## start MATERIAL

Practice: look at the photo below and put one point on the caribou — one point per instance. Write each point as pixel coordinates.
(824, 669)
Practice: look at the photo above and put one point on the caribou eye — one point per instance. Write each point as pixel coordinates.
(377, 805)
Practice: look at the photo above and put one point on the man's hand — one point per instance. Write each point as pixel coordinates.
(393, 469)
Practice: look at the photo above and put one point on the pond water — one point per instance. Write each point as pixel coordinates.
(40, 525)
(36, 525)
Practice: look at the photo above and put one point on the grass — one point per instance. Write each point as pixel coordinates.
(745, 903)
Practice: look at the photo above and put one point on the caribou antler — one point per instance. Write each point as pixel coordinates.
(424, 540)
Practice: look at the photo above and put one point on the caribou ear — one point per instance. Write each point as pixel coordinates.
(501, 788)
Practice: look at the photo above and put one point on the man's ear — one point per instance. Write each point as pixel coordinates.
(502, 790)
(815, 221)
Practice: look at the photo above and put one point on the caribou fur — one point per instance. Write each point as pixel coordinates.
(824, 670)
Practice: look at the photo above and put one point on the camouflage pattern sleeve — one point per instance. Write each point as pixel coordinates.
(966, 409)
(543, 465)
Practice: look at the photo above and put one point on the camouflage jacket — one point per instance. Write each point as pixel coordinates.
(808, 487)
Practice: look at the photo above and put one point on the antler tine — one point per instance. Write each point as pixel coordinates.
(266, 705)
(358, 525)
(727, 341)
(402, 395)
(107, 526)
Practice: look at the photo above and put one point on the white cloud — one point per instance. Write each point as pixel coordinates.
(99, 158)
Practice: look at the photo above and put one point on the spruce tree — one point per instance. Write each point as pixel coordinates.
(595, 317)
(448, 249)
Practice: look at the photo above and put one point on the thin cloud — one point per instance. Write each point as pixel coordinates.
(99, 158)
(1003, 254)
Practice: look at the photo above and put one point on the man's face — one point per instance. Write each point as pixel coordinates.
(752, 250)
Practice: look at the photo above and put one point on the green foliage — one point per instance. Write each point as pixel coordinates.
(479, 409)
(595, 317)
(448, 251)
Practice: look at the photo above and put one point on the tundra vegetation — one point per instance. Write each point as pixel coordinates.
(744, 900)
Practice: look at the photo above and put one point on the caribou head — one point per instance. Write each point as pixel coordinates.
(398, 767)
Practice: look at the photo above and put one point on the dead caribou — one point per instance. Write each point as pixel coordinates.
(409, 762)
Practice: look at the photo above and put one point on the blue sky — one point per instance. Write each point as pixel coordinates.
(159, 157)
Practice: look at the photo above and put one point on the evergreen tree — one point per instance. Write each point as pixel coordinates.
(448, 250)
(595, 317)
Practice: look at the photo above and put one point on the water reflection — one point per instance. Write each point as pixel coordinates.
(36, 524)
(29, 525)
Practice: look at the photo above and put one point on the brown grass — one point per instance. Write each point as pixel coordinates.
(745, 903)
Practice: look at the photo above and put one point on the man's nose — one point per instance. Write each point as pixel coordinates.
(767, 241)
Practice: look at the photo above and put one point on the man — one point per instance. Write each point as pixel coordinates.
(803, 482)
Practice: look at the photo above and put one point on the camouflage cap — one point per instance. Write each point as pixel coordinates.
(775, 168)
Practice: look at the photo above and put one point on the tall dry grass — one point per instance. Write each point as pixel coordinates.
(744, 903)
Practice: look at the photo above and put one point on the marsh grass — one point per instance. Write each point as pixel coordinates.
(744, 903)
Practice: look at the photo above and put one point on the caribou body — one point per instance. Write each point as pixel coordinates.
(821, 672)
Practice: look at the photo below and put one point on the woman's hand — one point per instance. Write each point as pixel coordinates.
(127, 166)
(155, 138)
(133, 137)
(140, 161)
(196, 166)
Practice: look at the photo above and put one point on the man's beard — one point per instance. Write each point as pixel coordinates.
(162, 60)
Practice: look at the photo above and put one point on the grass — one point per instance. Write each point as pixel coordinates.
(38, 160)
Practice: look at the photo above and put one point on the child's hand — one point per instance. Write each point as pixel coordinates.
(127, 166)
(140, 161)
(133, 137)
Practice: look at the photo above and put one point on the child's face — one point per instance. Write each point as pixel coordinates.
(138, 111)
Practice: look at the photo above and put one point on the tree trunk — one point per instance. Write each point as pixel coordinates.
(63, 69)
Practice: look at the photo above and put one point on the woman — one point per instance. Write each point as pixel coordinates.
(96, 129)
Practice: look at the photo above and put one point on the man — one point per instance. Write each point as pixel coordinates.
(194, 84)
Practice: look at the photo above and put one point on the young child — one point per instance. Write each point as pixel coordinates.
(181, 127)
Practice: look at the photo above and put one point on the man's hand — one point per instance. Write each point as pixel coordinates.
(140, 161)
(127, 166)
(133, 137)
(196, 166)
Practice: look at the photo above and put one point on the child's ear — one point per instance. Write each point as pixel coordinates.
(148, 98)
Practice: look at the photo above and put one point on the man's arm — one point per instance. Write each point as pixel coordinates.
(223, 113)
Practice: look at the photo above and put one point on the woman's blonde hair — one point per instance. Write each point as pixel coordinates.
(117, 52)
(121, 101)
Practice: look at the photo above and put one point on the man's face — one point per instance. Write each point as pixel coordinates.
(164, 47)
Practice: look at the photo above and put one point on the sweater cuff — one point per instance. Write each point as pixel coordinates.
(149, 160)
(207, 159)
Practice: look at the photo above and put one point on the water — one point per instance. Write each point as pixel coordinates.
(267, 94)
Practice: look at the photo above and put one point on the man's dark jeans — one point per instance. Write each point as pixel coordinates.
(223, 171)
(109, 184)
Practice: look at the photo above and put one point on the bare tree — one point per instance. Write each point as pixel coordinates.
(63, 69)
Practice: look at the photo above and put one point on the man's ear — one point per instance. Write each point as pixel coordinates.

## end MATERIAL

WRITTEN EXERCISE: Rescale the records starting at the line containing "the man's arm" and ending at the last line of the records, both ends included, and reproduce only those lines with their requests. Multiply every pixel coordinate in the answers by 1.85 and round to whole numbers, with halves rounded up.

THE RESPONSE:
Practice: look at the photo above and put one point on the man's arm — one point per instance. Write each point as pixel coordinates.
(413, 209)
Practice: look at the photo above and put one point on the woman's blonde hair — one point per instance. Write each point as pixel coordinates.
(216, 96)
(224, 187)
Practice: look at the photo above and put one point on the man's face — one point per instance. Write each point as pixel coordinates.
(303, 87)
Practice: look at the photo above and put one point on the sweater cuff — one point per instance. Write each point as pixel coordinates.
(276, 296)
(383, 294)
Practice: look at the photo above and put one point on the water — one point per instance. Write each point as pixel coordinates.
(494, 174)
Practice: look at the photo above and put one point on the man's dark jeans — one point per instance. Write each point as pixel coordinates.
(413, 316)
(202, 340)
Practice: look at the photo above and put one point on the bare tree — one point per instance. Write each point as pixel coordinates.
(117, 128)
Practice: look at the photo above and put one point on the man's ear — one point per instance. Write each point as pixel coordinates.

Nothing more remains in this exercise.